• [PROBLEM]
Take each line below that has "window" and copy it.

[RECORDED DATA — start]

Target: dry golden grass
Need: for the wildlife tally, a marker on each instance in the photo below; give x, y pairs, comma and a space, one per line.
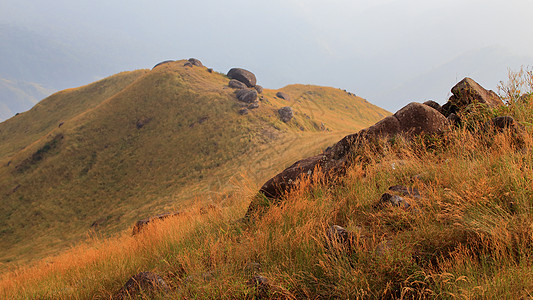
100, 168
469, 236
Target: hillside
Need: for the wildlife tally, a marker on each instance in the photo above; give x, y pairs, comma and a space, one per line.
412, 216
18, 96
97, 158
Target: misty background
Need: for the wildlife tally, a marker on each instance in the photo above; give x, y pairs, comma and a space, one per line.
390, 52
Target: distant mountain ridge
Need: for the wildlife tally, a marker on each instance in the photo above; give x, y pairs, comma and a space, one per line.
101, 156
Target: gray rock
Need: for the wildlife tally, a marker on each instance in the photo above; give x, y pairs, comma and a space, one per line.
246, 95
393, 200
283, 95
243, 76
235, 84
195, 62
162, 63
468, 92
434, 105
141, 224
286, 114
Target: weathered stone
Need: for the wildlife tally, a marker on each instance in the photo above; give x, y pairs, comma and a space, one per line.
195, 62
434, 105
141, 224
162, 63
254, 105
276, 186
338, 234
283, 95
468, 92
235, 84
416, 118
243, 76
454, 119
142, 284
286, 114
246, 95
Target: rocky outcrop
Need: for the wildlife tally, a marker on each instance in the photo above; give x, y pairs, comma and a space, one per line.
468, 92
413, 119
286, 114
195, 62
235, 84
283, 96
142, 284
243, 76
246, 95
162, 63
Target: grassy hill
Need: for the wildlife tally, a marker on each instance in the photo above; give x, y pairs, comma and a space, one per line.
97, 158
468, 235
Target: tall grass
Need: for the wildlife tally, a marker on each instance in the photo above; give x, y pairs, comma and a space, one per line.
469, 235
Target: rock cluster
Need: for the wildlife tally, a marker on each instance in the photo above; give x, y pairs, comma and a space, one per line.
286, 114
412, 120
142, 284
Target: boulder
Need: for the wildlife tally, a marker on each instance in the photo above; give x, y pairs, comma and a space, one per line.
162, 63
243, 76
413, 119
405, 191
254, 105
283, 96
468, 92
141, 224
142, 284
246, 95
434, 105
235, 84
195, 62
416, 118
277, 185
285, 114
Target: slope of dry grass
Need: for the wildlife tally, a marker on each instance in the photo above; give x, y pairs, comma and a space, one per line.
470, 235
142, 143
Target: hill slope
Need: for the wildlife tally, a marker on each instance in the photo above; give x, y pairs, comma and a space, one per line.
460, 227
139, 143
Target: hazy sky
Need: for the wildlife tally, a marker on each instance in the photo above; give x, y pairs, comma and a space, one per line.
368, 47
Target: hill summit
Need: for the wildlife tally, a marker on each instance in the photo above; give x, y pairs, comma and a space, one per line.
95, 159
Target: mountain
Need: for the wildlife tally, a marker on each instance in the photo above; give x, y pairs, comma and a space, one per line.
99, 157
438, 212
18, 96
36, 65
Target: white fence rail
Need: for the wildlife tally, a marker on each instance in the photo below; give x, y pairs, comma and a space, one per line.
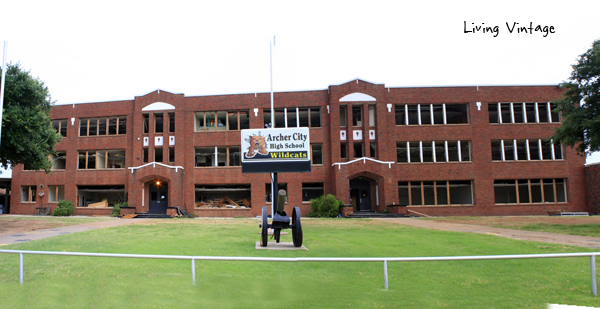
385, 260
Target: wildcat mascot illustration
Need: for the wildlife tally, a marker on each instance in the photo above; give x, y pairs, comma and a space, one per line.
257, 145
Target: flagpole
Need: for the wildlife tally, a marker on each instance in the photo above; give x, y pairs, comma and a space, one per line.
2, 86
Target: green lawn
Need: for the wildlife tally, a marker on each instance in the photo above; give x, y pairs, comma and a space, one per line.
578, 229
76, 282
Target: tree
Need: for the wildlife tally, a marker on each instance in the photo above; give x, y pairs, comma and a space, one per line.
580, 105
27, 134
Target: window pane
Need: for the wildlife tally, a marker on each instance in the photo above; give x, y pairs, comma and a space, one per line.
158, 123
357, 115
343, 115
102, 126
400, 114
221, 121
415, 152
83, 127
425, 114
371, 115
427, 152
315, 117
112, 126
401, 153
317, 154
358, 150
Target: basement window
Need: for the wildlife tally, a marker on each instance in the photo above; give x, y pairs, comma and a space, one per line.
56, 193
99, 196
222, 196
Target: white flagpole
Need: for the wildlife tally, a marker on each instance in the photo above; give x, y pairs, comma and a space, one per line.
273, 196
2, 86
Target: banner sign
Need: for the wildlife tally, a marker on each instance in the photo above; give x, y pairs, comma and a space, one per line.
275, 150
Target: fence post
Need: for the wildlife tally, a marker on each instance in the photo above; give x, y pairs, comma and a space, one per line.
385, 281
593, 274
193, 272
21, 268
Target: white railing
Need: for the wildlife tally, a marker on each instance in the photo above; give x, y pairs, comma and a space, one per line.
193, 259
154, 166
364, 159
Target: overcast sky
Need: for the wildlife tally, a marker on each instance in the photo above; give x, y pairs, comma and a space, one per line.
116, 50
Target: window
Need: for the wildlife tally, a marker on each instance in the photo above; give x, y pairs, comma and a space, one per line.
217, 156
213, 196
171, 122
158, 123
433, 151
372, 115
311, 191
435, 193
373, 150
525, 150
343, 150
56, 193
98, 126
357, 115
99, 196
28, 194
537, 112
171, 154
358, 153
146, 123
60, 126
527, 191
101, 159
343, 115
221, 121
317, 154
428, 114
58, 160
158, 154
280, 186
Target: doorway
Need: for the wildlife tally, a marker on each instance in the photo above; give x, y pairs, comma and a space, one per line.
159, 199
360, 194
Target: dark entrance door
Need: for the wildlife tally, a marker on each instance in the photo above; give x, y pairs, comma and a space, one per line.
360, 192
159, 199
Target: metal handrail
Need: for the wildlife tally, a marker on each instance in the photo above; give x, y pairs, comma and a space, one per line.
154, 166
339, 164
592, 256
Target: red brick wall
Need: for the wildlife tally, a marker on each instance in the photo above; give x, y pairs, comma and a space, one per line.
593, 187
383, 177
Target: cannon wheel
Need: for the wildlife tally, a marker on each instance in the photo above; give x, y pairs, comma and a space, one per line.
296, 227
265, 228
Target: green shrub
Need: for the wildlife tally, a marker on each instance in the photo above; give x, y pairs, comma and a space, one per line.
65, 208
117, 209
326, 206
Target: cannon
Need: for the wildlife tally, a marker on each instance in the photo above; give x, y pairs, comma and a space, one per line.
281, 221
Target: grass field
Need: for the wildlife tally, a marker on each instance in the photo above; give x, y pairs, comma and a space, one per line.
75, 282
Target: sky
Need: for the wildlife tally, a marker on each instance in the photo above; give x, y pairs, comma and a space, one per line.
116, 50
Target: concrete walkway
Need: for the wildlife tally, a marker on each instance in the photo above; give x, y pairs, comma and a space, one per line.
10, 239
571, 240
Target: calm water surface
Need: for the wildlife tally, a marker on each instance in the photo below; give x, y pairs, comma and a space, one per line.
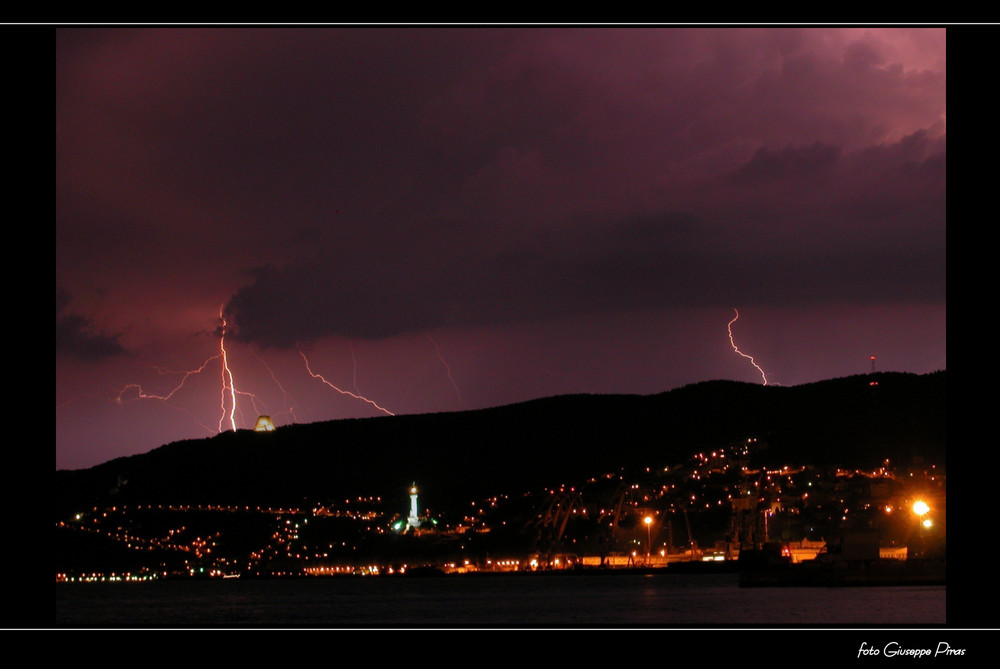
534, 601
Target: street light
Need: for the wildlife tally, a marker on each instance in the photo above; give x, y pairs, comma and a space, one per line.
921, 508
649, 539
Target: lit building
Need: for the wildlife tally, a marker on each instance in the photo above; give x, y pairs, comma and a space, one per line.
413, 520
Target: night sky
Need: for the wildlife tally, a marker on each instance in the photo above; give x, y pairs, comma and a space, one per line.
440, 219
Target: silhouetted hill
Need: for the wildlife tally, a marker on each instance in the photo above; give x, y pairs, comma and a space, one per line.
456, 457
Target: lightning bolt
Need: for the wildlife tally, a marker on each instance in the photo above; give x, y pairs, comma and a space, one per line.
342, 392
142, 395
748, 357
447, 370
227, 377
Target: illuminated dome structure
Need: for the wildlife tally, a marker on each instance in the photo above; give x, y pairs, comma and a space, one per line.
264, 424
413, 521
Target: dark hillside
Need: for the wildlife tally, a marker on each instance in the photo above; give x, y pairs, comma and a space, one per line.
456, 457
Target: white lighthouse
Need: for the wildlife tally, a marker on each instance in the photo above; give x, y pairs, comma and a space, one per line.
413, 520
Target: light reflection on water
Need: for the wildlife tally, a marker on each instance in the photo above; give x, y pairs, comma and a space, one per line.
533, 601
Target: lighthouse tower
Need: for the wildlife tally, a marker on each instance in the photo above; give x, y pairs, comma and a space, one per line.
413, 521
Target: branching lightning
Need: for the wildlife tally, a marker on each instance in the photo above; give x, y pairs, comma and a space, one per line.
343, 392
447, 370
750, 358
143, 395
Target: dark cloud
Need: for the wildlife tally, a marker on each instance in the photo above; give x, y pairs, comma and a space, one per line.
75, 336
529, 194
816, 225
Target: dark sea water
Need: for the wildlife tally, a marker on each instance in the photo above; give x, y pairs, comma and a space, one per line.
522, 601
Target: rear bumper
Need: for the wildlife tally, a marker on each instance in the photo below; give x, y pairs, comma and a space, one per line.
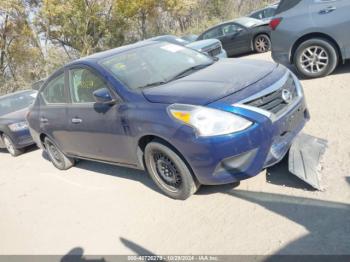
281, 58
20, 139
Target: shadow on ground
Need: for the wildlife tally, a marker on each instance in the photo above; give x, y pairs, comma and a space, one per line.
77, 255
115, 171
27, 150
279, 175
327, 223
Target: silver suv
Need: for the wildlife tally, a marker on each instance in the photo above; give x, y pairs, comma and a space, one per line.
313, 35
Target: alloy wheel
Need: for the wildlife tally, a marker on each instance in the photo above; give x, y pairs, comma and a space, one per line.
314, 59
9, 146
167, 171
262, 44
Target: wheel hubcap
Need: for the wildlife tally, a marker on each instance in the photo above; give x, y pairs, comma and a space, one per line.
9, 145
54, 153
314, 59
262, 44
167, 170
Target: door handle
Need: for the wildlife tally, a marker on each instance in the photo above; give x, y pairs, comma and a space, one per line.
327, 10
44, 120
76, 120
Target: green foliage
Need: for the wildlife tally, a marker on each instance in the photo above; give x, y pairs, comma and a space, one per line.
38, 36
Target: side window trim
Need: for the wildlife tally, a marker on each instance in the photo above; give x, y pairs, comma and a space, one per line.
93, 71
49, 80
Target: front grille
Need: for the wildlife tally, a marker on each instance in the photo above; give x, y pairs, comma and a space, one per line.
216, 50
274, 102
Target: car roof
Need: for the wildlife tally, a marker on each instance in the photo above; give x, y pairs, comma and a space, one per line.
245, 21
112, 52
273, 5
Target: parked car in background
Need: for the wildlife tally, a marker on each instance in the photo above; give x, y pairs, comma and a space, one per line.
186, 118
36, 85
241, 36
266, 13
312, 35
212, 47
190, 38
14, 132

[RECORDED DATA — finish]

• [OUTPUT OF THE EXERCISE]
Target: window pane
Target: basement window
Target: window
Target: side window trim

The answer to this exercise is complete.